═══ Text passage

Medicare Paid Insurers Billions to Provide Little Care
The Journal’s investigation examined Medicare Advantage plans targeted to veterans. These insurers receive payments every month for providing traditional Medicare benefits to seniors. But in the cases the Journal examined, the plans didn’t have to provide much if any care because the veterans in question received many of their health treatments through the Department of Veterans Affairs.
The Journal analysis found that about one-fifth of these veterans had no — zero — use of Medicare services in 2021, compared to roughly 1 in 30 individuals enrolled in other Medicare Advantage plans who used no Medicare services. From 2018 to 2021, the VA paid $46 billion to provide care to these veterans. Medicare Advantage plans got paid nearly as much ($44 billion) over the same period, but in many cases, the plans had to provide little if any additional care.

══════

▶ Assignment 1:
According to the Medicare article, why did the Medicare Advantage plans for veterans have to provide little if any care?
▶ Assignment 2:
List every proportion and dollar amount that the Medicare article reports, with what each one measures.
The saved entries that follow are not needed.

═══ Source information

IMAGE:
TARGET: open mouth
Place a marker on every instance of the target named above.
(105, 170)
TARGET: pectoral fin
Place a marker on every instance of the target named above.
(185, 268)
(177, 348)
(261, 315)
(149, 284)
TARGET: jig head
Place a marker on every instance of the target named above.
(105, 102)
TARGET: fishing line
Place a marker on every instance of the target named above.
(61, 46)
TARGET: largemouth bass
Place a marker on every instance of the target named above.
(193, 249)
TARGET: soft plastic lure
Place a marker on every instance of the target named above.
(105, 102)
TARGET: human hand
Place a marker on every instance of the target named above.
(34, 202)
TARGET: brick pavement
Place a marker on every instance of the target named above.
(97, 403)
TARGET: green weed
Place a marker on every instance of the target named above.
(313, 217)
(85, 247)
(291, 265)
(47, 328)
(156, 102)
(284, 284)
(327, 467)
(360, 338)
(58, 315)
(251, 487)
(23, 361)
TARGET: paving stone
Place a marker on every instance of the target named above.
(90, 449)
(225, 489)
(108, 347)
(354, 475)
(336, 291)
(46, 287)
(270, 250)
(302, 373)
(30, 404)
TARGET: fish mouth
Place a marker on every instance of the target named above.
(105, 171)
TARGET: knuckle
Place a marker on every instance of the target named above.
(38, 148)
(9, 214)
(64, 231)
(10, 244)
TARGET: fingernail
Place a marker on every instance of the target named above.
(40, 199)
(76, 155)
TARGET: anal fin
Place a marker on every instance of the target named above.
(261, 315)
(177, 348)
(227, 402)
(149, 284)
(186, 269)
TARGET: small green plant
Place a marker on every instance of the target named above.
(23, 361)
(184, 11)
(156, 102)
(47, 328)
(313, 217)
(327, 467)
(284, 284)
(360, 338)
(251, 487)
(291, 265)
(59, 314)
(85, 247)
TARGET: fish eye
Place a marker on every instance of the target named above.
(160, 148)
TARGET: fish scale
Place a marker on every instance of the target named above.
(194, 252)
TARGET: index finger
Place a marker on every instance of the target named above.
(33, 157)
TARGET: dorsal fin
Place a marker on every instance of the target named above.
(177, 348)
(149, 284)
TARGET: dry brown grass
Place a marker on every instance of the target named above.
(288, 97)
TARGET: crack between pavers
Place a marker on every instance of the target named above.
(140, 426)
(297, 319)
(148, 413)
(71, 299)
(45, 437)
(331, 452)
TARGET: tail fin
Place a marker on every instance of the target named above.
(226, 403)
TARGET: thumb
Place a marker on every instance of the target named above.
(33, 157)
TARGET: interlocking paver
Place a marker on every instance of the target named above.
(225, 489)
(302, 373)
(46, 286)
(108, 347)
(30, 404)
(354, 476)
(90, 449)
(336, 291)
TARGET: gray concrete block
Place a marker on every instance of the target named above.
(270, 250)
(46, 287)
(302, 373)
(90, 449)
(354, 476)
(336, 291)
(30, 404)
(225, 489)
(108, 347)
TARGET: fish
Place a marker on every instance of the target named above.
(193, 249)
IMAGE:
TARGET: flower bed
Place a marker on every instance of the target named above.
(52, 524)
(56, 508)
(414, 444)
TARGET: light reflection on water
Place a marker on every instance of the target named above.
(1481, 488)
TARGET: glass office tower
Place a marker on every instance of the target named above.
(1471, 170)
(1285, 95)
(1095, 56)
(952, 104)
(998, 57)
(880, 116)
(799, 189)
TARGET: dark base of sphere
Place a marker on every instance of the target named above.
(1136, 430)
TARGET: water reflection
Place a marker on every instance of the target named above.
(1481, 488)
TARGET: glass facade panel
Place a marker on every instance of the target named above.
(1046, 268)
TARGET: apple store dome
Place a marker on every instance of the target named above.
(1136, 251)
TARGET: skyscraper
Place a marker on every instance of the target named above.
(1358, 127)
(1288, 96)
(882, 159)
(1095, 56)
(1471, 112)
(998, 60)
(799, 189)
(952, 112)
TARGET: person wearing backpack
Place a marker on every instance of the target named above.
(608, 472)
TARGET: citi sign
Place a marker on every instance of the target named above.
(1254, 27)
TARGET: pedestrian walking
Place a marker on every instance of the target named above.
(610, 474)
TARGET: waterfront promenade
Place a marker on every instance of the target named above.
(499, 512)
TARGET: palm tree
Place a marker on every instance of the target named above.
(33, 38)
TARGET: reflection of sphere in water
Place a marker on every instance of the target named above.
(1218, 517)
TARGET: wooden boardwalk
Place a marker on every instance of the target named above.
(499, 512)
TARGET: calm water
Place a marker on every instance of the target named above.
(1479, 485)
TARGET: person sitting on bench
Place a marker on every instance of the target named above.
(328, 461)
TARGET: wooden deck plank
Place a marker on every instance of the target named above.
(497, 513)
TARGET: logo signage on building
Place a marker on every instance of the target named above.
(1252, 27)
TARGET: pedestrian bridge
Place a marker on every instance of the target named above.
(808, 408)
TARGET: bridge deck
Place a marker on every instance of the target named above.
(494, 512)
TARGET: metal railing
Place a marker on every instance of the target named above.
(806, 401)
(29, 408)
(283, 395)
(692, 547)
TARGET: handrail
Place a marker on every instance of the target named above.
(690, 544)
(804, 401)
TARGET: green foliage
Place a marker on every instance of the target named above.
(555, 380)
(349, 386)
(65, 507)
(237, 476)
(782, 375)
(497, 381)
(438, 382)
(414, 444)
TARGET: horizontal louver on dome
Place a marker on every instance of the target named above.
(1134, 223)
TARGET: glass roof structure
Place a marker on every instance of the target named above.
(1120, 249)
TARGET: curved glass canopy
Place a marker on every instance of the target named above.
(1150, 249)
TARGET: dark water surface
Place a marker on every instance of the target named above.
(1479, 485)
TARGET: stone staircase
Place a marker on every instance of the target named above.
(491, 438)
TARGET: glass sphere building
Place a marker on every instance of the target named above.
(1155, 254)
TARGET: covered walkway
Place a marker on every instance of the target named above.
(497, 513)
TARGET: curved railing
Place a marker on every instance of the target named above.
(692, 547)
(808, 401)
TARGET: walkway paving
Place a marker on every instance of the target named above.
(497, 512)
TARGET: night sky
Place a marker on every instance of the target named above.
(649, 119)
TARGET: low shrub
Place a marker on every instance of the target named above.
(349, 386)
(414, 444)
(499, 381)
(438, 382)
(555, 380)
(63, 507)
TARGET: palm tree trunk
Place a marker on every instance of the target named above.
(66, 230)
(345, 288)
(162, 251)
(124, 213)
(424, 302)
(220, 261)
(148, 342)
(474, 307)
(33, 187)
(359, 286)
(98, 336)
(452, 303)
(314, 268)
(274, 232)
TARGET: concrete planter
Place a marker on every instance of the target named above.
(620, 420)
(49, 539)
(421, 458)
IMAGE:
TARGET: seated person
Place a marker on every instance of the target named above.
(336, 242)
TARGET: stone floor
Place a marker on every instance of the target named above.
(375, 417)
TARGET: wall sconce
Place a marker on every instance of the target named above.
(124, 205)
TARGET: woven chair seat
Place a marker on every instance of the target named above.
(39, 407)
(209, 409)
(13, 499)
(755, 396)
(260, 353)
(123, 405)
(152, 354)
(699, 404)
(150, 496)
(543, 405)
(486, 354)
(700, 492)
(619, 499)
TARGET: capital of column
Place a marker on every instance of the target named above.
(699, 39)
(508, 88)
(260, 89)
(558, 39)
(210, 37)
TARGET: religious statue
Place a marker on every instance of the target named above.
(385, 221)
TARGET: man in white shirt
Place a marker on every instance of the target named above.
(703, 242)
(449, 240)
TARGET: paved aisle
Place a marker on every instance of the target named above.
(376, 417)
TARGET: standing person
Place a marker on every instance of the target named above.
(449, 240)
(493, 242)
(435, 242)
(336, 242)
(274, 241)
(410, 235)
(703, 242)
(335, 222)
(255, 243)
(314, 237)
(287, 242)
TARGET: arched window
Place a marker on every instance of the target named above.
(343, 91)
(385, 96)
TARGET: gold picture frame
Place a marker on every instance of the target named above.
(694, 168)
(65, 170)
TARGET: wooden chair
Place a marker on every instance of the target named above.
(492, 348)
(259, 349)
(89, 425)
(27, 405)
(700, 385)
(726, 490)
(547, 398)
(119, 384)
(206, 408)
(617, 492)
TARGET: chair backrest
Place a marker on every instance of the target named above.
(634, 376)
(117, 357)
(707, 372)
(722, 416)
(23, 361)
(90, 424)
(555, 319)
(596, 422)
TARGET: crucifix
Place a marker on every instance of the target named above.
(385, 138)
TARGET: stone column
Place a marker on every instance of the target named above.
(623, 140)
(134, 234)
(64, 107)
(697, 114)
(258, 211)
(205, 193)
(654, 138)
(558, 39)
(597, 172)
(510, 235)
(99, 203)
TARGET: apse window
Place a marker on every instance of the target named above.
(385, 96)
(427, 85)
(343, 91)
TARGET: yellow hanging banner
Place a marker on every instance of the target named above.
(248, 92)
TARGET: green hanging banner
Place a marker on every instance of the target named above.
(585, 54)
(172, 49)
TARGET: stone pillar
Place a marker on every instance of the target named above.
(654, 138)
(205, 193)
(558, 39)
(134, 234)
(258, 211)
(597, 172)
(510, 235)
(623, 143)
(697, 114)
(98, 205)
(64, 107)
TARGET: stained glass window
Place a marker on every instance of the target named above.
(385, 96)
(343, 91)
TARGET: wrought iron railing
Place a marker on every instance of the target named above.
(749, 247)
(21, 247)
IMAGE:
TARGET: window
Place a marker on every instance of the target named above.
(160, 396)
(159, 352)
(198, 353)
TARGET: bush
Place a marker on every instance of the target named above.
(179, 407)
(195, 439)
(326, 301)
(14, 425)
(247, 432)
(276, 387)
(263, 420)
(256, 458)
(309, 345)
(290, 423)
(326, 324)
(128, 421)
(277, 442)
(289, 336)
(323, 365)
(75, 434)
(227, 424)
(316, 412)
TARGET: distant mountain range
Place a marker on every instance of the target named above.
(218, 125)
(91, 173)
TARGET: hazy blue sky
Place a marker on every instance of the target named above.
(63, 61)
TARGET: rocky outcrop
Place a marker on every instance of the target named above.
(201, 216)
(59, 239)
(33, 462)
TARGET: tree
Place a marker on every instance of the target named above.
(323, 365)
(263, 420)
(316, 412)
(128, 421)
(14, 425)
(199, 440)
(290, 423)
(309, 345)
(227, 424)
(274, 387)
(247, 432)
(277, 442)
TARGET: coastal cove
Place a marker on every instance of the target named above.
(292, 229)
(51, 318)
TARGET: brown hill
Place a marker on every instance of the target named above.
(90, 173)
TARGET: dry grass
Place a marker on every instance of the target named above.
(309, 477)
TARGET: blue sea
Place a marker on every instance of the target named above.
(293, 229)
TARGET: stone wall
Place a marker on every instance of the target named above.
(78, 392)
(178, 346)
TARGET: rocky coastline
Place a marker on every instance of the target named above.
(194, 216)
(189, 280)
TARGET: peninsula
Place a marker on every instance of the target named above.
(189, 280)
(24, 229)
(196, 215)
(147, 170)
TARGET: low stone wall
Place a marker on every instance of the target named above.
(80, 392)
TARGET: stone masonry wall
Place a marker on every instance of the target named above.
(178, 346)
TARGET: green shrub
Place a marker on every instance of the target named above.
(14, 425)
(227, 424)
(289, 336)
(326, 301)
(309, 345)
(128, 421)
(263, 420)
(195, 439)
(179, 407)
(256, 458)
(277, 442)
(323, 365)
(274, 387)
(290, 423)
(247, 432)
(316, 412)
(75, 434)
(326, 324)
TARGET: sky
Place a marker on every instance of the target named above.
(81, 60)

══════

▶ Result 1:
The veterans in question received many of their health treatments through the Department of Veterans Affairs. As a result, the plans did not have to provide much if any care, even though they received monthly payments.

▶ Result 2:
- About one-fifth: the share of these veterans who had no use of Medicare services in 2021
- Roughly 1 in 30: the share of individuals in other Medicare Advantage plans who used no Medicare services
- $46 billion: what the VA paid to provide care to these veterans from 2018 to 2021
- $44 billion: what Medicare Advantage plans were paid over the same period